To do: Reproduce the forum thread excerpt about the Horus Heresy books below word for word, in full.

Supplied passage:
========================================================================
And about all this "you guys are all about "bolter porn".
Seriously, the best books in HH (& BL for THAT metter) didnt skimp on the battle scenes like PB did. Do you consider those books "bolter porn"??
We did join the hobby due to interest in its setting. If you are anti violence and only look at character development in non-violent settings, there are many other books i could recommend to you.


----------



## Phoebus

genesis80 said:


> Fair enough, but does this character really need to take hundreds of pages to develop the character, flashbacks and all?


Thing is, that complaint only goes so far. A good chunk of said flashbacks tie in to an integral plot point. Not knowing where the character came from would have killed the main storyline*.



That is, his role as a spy and the machinations of Chaos before the Heresy even begins.


Obviously, though, that's a "two-edged sword" kind of comment. I freely admit (and said so in my review) that some of those flashbacks were not necessary.



> "- Reveals a long and intricate twist and plot chaos had planned for a long time"
> I thought many already knew/suspected this to be happening what with the primarchs being spirited away during birth and all that. Did you guys not read "first heretic"? Its obvious chaos was working since the very beginning.
========================================================================
Records from a data source:
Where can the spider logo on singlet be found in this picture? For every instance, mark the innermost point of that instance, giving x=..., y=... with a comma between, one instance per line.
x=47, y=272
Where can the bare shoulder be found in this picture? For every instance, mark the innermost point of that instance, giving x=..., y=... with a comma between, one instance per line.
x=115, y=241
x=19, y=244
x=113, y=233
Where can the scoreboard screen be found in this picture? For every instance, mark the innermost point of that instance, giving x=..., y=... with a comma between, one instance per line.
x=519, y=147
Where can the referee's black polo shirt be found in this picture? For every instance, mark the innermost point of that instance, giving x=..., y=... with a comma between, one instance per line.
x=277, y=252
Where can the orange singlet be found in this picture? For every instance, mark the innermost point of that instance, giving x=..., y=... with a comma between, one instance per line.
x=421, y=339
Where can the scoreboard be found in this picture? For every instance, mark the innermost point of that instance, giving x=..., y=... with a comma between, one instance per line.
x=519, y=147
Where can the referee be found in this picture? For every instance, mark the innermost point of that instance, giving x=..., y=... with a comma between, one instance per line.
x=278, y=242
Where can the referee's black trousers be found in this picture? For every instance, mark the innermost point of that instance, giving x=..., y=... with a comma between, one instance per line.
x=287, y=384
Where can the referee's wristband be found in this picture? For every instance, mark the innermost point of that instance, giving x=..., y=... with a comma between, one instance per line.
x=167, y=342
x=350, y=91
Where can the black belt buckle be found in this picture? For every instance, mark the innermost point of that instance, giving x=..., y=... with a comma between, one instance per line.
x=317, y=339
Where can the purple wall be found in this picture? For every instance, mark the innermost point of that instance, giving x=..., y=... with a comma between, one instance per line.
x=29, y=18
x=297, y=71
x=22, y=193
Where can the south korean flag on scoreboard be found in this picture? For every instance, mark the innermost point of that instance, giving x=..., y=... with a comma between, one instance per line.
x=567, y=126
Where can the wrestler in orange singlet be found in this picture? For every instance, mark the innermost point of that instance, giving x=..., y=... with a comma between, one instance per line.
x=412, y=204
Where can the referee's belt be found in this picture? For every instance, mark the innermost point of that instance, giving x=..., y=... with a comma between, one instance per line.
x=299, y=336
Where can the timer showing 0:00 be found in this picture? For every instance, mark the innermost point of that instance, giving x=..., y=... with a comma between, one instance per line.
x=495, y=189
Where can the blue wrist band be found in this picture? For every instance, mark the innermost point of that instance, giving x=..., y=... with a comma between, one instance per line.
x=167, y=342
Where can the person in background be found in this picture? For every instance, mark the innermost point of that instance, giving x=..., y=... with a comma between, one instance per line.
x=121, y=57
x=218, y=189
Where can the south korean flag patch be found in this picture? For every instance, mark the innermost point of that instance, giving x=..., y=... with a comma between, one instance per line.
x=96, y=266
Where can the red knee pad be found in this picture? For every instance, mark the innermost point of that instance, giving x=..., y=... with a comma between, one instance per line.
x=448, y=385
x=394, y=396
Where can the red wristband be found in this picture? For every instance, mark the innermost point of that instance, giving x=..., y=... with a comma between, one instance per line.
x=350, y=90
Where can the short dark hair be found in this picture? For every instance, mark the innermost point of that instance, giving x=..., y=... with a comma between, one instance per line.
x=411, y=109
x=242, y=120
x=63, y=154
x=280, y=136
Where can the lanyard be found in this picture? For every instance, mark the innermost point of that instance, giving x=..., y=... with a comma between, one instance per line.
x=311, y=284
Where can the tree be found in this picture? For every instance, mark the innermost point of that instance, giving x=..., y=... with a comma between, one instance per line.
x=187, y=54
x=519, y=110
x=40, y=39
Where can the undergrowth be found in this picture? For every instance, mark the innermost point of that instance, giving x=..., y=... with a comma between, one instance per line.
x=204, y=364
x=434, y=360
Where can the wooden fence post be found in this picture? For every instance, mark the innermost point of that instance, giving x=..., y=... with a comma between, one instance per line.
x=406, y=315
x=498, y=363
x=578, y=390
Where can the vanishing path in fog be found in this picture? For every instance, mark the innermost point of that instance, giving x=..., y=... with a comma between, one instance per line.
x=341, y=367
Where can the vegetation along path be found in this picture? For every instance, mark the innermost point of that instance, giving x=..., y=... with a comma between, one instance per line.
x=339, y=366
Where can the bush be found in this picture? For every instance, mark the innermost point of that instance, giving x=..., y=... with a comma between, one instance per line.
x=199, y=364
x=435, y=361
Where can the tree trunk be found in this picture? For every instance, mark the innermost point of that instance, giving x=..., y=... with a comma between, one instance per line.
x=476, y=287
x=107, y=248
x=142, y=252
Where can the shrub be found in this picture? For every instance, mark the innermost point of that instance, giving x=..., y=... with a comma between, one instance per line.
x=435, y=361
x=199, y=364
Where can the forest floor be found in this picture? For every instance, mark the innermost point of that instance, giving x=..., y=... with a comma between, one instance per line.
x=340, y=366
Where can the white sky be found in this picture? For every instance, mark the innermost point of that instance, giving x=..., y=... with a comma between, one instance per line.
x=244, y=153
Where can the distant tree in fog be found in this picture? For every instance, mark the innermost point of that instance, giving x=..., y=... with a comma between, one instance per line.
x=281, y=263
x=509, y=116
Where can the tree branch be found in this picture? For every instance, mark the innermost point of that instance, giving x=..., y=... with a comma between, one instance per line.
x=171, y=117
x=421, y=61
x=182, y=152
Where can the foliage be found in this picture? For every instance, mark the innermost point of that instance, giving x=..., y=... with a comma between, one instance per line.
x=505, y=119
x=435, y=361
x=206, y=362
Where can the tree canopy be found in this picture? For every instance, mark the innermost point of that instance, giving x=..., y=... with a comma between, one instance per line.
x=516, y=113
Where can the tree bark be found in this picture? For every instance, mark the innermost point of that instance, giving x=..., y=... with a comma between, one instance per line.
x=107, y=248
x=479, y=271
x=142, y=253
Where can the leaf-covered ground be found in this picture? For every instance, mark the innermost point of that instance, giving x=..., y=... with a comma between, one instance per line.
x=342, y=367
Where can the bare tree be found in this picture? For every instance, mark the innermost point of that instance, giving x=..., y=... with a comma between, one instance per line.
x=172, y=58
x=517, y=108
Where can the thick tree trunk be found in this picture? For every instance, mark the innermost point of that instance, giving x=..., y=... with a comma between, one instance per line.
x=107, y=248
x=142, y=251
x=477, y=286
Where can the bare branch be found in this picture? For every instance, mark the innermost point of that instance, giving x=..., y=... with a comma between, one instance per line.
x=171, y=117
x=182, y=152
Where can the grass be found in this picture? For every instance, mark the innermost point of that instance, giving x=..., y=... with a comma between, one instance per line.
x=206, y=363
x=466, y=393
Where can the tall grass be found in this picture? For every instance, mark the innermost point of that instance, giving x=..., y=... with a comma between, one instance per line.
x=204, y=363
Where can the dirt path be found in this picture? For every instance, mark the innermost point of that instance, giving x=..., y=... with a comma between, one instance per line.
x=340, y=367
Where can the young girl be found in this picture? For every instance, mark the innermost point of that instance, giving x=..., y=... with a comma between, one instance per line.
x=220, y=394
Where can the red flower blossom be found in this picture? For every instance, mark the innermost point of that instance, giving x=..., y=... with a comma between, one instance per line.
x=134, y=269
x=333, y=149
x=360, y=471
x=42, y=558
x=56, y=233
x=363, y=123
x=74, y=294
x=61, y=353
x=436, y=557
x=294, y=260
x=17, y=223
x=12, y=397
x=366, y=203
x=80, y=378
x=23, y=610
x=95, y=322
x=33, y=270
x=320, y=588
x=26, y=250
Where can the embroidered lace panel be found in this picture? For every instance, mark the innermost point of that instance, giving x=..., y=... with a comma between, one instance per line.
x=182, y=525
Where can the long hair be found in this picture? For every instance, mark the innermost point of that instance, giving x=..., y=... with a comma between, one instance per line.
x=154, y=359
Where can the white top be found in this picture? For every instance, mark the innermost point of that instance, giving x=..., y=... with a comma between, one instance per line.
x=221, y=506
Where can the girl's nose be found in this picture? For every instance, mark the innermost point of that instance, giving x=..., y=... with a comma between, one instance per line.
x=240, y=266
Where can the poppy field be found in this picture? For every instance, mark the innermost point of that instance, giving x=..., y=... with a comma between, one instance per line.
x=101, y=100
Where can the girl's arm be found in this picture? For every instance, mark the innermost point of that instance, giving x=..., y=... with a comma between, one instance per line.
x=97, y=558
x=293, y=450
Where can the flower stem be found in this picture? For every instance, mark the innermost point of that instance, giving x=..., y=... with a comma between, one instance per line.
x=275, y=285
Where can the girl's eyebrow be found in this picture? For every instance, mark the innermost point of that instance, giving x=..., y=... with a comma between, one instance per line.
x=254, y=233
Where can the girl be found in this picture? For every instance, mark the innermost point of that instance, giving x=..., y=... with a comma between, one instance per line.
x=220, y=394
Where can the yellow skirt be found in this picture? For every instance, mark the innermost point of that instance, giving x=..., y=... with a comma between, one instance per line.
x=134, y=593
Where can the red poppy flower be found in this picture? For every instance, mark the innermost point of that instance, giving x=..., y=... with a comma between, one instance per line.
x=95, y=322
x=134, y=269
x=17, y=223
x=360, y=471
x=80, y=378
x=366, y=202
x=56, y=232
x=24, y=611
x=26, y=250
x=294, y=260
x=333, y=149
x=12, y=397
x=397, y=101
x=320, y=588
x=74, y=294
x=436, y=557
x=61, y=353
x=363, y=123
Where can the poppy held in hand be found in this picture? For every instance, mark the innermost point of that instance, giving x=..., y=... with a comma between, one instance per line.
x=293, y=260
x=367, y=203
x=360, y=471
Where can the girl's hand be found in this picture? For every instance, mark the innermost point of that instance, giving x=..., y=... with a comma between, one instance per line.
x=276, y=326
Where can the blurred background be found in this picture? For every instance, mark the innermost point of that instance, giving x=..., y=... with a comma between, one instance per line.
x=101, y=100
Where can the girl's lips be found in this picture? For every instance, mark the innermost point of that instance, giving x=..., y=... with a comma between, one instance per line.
========================================================================
Written reply:
And about all this "you guys are all about "bolter porn".
Seriously, the best books in HH (& BL for THAT metter) didnt skimp on the battle scenes like PB did. Do you consider those books "bolter porn"??
We did join the hobby due to interest in its setting. If you are anti violence and only look at character development in non-violent settings, there are many other books i could recommend to you.


----------



## Phoebus

genesis80 said:


> Fair enough, but does this character really need to take hundreds of pages to develop the character, flashbacks and all?


Thing is, that complaint only goes so far. A good chunk of said flashbacks tie in to an integral plot point. Not knowing where the character came from would have killed the main storyline*.



That is, his role as a spy and the machinations of Chaos before the Heresy even begins.


Obviously, though, that's a "two-edged sword" kind of comment. I freely admit (and said so in my review) that some of those flashbacks were not necessary.



> "- Reveals a long and intricate twist and plot chaos had planned for a long time"
> I thought many already knew/suspected this to be happening what with the primarchs being spirited away during birth and all that. Did you guys not read "first heretic"? Its obvious chaos was working since the very beginning.